» Provided records:
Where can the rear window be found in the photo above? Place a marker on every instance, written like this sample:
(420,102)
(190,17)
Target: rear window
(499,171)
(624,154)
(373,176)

» Required work: Rewrite all lines of the records above, requests included, scaling every coordinate in the answers by 2.6 and rounding each to a whole number, with halves rounded up. Keep the numbers in the requests and their sample formats unchanged.

» Answer to the task:
Where can the rear window be found in the photo above? Place a marker on every instance, written like this sample:
(420,102)
(190,17)
Target: rear window
(1297,445)
(1622,400)
(970,458)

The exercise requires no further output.